Dissenting Opinion by
Mr. Justice Musmanno:
A woman passenger descends from a railroad train and proceeds from the station platform to the street to board a conveyance to her home. While still on railroad property she is thrown to the pavement, sustaining serious injuries. Immediate inspection develops that her fall is due to stepping on to an accumulation of *113grease and oil whose presence has been concealed by such a quantity of dirt and dust that the slippery area resembles in color and texture the remainder of the pavement, and cannot be distinguished therefrom.
This, to me, makes out the clearest kind of negligence on the part of the owner and custodian of the pavement. If there had been a hole in the street, covered over with non-resisting material resembling the entire surface of the thoroughfare, the responsibility of the owner for injuries resulting from a fall into such a hole could not have been greater.
The jury before which this cause was tried found negligence on the part of the defendant. The verdict was approved by the court en banc below, and then the Superior Court of our Commonwealth, after a thorough review of the entire case, unanimously affirmed the verdict and the decision of the court below. While, of course, multiplicity of approval is no guarantee of legal correctness, a thrice proclaimed juridical affirmance of a set of circumstances is not to be lightly set aside where the only question is one of fact and inferences to be drawn therefrom.
The issue here is not one of involved legal principles.
It is not at all disputed that on the defendant company’s pavement there appeared a quantity of grease and oil, of lineal dimensions described by one witness as equivalent to the size of a prostrate person’s body. Another witness said that the involved area was at least a foot square. Even if we assume the lesser dimensions to represent more accurately the extent of the danger area, the area was certainly sufficiently large for officers, agents and employes of the defendant company to see it and to take precautions against its being the cause of mishap to its travelling patrons.
Did the railroad company know of this grease accumulation on its pavements? The witness Jeane Klein *114testified that immediately after the accident and while the injured plaintiff was still lying on the roadbed, an employe of the defendant company came up with a release which he tried to have her sign. If this defendant’s employe could appear, almost like a genie from an Aladdin’s lamp, to obtain a waiver from the injured person, practically simultaneously with the happening of the untoward event, it is not too much to assume that he could have been present even before the accident and have witnessed the grease, which no one denies was spread on the surface of the roadway.

+++

Set tasks:
(1) In the dissenting opinion, what concealed the grease and oil on the pavement?
(2) Extract the passage of the dissenting opinion from "This, to me, makes" to "have been greater.", word for word.
The material that follows can be left aside.

Data section:
+++

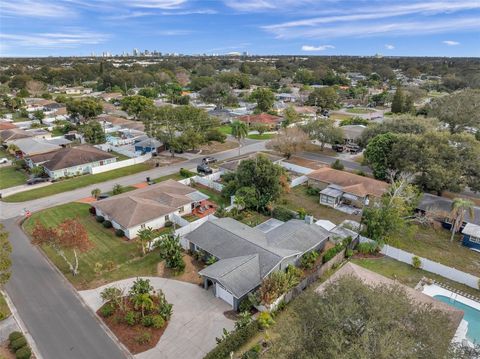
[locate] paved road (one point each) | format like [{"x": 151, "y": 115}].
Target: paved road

+++

Solutions in order:
(1) A quantity of dirt and dust concealed it.

(2)
This, to me, makes out the clearest kind of negligence on the part of the owner and custodian of the pavement. If there had been a hole in the street, covered over with non-resisting material resembling the entire surface of the thoroughfare, the responsibility of the owner for injuries resulting from a fall into such a hole could not have been greater.